With the news Toronto, York and Peel kids are set to return to in-person learning on February 16, parents say they are facing a difficult choice.
Parents in Ontario’s COVID-19 hot zones tell CityNews they worry about their children’s ability to learn remotely and pick up key developmental skills. However, with daily case numbers still above 1,000, and new variants of the virus at play, they’re unsure of what to do.
“It’s a tough question,” says Keri, a mother of two who is also a high-school teacher. She says she’s been in a constant state of anxiety when thinking about what comes next.
“What I think is best for my family in terms of their safety is to stay home. What I think is best for my child in terms of mental health is to go back to school,” she says. “I can’t really find a way around those and I know everyone is trying to juggle and find a way to marry those two options.”
Anne is in the same position, she also teaches high-schoolers while at home with her two boys.
“Overall, it’s been hard,” she says, adding that not enough has been done at schools to make teachers and students safe, despite the government’s plans.
“On paper what they said they’re going to do, sounded amazing, however in September we didn’t see a lot of the things they said were going to happen,” she says.

•••••

Directions:
- 1) Return the news report on Ontario parents word for word, starting with "Parents in Ontario’s" and going on through "her two boys.".
- 2) Answer these from the news report on Ontario parents:
(a) On what date are Toronto, York and Peel kids set to return to in-person learning?
(b) What work does Keri do?
(c) How many boys does Anne have at home?
The rows that follow have nothing to do with the news report on Ontario parents.

Data excerpts:
•••••

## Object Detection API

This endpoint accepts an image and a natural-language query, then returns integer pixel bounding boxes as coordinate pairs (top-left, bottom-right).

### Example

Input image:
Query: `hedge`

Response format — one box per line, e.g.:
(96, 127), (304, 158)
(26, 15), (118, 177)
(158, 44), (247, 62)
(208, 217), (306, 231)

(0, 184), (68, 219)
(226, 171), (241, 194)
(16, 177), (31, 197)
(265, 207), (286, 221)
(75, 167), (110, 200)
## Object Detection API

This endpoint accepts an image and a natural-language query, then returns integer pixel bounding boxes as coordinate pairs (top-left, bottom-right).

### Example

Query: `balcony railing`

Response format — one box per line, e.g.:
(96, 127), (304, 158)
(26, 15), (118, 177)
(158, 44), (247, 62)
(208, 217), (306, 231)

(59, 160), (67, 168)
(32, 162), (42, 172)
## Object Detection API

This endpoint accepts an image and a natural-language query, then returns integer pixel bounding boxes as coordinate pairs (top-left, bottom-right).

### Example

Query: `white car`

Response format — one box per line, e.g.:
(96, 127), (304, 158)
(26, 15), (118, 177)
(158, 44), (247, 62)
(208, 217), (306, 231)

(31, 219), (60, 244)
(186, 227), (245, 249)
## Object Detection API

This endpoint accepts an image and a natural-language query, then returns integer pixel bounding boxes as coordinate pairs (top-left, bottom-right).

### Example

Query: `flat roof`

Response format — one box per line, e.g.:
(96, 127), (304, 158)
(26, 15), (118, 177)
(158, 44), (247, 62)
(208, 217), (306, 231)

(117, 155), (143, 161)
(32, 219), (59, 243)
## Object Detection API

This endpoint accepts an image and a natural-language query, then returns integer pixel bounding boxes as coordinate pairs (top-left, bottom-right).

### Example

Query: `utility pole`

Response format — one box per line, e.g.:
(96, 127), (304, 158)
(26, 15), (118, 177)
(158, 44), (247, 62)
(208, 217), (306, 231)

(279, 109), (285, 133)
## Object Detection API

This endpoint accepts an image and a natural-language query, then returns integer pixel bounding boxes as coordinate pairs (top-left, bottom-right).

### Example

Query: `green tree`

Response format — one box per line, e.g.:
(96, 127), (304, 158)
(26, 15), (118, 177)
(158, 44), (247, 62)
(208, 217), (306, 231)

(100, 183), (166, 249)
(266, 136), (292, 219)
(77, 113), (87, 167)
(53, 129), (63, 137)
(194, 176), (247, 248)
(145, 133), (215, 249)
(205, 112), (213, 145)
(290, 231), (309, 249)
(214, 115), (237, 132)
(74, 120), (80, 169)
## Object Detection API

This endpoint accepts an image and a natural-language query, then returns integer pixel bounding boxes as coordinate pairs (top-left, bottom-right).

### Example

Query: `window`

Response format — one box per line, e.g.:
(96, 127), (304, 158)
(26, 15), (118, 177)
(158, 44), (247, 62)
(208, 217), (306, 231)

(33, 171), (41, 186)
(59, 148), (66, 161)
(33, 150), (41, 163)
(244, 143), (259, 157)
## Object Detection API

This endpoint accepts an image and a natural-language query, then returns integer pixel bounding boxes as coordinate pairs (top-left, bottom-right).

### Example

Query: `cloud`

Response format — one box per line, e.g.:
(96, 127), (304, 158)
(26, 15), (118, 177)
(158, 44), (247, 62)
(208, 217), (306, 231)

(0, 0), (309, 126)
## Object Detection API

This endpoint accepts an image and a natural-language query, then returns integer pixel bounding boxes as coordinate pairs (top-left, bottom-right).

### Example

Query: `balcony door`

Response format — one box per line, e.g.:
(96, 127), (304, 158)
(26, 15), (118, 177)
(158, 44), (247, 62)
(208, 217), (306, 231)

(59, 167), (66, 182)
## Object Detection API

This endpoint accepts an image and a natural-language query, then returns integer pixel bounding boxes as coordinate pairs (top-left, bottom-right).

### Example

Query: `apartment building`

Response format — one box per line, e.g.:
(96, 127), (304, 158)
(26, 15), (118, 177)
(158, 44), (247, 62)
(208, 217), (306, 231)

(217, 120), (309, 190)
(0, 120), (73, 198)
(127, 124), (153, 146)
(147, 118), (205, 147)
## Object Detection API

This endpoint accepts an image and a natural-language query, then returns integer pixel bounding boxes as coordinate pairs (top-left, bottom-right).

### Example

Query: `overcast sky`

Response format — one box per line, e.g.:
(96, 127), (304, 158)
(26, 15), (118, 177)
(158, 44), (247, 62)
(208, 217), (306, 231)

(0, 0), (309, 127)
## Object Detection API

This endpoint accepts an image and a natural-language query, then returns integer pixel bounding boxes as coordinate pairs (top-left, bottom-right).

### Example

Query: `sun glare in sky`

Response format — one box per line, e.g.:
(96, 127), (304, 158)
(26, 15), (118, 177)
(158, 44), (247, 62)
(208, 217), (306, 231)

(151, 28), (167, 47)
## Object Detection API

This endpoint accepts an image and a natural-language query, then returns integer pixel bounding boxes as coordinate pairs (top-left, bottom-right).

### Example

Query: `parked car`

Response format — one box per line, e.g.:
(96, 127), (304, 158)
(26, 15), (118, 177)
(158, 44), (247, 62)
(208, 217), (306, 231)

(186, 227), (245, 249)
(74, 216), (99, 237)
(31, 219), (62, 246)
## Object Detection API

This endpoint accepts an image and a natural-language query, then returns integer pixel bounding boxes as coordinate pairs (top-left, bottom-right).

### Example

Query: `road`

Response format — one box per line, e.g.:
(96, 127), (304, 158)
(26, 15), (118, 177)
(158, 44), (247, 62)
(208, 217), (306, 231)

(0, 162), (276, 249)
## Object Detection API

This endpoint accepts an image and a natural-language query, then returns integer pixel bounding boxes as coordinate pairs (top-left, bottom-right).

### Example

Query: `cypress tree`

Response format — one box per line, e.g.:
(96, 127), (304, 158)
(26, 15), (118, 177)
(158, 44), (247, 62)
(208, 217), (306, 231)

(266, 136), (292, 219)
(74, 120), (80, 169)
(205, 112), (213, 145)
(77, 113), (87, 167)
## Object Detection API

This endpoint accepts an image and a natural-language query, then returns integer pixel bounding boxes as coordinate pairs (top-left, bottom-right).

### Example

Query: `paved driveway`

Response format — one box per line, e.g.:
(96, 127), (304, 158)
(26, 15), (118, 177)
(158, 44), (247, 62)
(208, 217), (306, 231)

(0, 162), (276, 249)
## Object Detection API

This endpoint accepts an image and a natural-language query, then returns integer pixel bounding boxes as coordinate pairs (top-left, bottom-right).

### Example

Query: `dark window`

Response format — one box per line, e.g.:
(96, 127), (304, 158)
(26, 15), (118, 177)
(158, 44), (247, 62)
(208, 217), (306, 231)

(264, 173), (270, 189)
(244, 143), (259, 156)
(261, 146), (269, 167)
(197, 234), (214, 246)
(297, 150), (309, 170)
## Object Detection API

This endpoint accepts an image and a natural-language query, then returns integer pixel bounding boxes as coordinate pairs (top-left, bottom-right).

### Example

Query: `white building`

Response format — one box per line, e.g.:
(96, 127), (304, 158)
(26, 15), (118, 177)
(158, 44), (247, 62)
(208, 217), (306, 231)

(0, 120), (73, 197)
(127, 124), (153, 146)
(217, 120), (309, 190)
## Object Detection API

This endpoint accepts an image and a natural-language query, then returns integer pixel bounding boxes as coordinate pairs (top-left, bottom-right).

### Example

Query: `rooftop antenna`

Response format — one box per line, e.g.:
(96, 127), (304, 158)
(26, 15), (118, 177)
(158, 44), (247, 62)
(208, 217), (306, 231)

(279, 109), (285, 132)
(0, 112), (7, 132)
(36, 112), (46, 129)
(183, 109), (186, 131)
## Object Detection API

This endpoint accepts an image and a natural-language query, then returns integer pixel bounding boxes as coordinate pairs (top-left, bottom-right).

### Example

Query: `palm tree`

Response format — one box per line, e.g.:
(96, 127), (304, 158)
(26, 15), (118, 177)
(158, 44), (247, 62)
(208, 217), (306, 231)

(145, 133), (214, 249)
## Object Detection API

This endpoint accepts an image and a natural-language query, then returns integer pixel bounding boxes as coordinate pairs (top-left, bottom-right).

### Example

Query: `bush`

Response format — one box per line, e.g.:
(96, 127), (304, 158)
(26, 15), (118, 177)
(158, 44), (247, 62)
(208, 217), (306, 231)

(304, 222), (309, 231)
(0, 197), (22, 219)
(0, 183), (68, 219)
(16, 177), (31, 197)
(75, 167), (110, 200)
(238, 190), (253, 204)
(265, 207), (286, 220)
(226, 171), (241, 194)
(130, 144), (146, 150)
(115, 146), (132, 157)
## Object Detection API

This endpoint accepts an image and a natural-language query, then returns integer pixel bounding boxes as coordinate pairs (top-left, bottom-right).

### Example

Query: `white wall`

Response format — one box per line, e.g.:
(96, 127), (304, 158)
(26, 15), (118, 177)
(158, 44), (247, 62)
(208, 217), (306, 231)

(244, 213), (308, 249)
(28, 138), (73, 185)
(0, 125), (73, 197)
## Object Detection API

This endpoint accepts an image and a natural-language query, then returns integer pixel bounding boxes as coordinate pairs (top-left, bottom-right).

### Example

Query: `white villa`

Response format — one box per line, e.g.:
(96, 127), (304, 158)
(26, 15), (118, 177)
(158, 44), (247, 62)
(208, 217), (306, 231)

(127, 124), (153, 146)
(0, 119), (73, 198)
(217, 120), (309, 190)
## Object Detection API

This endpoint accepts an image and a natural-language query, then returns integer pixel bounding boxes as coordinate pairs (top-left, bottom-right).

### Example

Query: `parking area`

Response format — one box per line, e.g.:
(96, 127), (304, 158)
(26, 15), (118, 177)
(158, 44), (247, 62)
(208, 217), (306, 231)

•••••

Solutions to the problems:
- 1)
Parents in Ontario’s COVID-19 hot zones tell CityNews they worry about their children’s ability to learn remotely and pick up key developmental skills. However, with daily case numbers still above 1,000, and new variants of the virus at play, they’re unsure of what to do.
“It’s a tough question,” says Keri, a mother of two who is also a high-school teacher. She says she’s been in a constant state of anxiety when thinking about what comes next.
“What I think is best for my family in terms of their safety is to stay home. What I think is best for my child in terms of mental health is to go back to school,” she says. “I can’t really find a way around those and I know everyone is trying to juggle and find a way to marry those two options.”
Anne is in the same position, she also teaches high-schoolers while at home with her two boys.

- 2)
(a) February 16
(b) She is a high-school teacher.
(c) Two